Data entries
= = =
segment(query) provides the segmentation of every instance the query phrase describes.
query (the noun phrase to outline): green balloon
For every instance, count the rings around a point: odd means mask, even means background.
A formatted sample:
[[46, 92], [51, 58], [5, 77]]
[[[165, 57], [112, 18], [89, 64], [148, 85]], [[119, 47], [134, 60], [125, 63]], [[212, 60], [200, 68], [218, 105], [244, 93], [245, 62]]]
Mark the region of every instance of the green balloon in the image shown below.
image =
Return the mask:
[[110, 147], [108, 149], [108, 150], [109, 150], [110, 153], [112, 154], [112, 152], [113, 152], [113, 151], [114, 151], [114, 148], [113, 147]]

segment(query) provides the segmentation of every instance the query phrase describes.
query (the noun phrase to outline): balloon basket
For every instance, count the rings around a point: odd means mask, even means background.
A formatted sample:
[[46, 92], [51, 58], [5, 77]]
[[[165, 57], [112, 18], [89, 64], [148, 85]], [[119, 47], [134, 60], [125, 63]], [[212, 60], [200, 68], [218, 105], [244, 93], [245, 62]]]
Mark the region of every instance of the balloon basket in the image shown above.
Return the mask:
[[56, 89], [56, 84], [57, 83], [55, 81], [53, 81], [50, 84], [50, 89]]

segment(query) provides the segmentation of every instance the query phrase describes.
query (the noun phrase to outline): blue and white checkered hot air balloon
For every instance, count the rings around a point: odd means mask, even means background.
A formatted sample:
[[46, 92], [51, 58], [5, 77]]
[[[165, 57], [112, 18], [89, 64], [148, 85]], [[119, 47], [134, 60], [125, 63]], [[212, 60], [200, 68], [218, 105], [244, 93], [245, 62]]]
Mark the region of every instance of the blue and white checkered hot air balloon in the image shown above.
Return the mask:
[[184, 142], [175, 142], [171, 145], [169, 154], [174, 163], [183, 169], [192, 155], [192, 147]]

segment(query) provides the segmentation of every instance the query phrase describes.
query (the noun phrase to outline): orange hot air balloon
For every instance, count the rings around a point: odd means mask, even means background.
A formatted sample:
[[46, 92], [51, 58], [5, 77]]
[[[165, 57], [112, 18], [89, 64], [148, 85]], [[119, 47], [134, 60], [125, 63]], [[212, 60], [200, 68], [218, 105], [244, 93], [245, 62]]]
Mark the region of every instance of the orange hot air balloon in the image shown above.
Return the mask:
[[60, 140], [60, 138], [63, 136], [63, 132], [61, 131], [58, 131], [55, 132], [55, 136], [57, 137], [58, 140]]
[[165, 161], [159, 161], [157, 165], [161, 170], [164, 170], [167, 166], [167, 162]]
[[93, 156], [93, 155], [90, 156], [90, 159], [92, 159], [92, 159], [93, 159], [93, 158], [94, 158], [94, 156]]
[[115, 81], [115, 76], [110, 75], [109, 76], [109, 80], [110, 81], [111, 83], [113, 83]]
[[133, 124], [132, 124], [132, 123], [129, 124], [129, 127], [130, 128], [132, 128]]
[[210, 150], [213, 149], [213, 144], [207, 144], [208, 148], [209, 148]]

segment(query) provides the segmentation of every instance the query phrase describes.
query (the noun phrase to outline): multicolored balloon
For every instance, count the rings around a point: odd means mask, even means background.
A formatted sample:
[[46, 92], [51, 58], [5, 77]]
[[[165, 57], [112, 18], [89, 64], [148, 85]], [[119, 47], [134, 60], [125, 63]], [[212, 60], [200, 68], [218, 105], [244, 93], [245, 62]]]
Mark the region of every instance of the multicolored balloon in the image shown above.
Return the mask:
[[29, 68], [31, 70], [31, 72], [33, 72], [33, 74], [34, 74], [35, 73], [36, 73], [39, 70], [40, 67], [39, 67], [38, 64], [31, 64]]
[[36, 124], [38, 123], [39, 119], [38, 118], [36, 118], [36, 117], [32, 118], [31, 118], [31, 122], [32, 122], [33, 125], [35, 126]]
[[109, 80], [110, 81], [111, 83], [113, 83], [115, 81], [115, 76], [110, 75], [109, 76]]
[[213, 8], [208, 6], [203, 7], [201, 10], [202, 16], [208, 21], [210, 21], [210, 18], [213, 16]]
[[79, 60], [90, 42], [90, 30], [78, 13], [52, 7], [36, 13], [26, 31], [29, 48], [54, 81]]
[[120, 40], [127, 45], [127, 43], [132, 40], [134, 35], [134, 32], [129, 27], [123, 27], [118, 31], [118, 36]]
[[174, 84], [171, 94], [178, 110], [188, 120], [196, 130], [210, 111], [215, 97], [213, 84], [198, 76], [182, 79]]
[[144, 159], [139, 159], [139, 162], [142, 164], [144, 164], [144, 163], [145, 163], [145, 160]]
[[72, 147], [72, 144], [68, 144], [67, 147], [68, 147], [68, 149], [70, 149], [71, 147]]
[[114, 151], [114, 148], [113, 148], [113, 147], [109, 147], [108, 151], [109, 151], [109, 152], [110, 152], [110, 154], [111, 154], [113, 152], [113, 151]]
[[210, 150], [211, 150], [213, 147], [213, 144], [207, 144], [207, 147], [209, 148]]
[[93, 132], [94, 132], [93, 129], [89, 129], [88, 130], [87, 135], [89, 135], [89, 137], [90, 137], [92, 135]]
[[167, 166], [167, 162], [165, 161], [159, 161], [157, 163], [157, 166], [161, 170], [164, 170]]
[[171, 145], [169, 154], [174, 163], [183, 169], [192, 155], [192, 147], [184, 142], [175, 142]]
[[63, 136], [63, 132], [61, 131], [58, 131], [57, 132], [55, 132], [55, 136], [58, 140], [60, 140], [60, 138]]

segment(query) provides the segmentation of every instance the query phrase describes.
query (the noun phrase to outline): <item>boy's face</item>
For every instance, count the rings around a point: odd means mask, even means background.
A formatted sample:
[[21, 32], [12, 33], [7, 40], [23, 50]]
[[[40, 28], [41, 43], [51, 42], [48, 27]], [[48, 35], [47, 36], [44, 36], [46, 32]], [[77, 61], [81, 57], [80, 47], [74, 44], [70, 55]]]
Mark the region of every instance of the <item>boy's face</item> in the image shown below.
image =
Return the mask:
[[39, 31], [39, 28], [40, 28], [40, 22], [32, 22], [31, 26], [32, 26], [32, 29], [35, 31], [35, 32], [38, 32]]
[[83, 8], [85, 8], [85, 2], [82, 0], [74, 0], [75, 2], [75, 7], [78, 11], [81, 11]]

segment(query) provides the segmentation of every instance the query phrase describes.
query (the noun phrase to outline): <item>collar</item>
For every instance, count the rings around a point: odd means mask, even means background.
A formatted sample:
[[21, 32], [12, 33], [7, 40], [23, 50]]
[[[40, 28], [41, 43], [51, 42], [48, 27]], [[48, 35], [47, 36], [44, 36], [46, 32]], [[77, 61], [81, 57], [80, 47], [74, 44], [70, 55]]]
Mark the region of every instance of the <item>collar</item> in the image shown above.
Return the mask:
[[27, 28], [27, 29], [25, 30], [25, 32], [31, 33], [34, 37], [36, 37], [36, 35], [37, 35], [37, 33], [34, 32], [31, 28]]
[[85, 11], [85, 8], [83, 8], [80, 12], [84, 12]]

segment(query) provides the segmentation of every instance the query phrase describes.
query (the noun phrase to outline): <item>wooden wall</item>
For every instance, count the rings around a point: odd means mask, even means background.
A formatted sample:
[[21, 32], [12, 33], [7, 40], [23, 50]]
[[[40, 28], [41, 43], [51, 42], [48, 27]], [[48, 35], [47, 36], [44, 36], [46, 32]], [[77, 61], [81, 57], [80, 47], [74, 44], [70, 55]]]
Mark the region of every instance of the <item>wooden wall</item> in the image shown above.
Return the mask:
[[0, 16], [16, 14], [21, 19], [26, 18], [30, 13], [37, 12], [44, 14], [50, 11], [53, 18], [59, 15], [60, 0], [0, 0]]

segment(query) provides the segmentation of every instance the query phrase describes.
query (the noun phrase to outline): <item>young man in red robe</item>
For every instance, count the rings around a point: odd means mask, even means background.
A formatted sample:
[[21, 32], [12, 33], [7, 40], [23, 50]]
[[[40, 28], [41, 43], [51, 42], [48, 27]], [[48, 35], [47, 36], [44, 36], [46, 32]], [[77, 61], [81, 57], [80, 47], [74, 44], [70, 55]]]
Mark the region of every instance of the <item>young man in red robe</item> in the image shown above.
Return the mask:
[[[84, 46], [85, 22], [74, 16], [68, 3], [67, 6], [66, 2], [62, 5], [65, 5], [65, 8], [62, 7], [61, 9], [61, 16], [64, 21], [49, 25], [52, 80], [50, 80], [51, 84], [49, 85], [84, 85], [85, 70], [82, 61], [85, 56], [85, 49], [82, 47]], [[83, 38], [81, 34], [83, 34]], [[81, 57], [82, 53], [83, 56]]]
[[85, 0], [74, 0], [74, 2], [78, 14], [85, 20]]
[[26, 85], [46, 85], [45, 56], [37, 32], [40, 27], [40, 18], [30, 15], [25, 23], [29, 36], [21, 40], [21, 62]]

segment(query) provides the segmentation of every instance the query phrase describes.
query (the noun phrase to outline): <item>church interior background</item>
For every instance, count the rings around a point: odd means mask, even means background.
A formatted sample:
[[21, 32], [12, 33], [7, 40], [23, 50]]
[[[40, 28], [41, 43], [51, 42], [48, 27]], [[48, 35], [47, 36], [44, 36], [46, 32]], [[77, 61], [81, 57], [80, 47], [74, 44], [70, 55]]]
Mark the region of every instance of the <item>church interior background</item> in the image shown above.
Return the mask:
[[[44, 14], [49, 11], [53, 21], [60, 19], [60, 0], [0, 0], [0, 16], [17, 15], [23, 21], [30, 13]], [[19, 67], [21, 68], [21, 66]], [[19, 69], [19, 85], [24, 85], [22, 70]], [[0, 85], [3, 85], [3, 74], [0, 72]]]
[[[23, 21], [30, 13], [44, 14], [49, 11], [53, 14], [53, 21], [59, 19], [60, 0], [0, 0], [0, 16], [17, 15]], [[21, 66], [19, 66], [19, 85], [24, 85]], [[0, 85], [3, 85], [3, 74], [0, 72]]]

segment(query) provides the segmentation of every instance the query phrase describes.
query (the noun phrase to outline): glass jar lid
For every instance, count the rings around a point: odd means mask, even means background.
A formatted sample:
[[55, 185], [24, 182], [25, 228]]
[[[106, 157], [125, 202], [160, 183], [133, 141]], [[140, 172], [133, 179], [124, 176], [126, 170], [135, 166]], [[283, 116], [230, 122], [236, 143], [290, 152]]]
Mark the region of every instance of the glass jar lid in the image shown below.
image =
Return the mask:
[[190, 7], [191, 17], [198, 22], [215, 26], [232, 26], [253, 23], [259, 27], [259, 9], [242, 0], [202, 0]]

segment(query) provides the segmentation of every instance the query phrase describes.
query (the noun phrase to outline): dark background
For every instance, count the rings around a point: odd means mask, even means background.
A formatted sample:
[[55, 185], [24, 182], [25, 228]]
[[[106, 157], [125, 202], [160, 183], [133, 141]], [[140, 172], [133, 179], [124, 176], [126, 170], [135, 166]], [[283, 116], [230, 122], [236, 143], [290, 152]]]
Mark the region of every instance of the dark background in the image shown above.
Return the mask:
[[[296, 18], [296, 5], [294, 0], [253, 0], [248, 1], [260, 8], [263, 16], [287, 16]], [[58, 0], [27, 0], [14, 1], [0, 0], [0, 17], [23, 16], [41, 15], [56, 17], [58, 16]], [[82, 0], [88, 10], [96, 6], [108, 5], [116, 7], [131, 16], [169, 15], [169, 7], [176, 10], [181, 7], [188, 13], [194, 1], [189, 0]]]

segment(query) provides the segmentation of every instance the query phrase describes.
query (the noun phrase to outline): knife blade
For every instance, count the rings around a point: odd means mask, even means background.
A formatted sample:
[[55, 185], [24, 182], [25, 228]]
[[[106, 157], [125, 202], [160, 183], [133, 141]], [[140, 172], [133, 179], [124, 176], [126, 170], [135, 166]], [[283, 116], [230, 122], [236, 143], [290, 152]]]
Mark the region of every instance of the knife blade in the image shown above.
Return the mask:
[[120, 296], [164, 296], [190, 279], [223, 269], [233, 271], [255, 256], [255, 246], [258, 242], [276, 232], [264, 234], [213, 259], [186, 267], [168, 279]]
= = =
Task to complete:
Retype the items from their first line through the line containing "148], [113, 147]]", including both ends, without changing anything.

Result of this task:
segment(query) provides the segmentation of every instance the query phrase describes.
query (the noun phrase to outline): green balloon
For every instance, count the rings around a point: odd means mask, even means background.
A formatted sample:
[[46, 92], [51, 58], [5, 77]]
[[[165, 57], [112, 18], [89, 64], [148, 85]], [[119, 47], [134, 60], [125, 63]], [[212, 60], [200, 68], [218, 105], [244, 93], [245, 62]]]
Mark the region of every instance of the green balloon in the image shown below.
image =
Return the mask:
[[110, 147], [108, 149], [108, 150], [109, 150], [110, 153], [112, 154], [112, 152], [113, 152], [113, 151], [114, 151], [114, 148], [113, 147]]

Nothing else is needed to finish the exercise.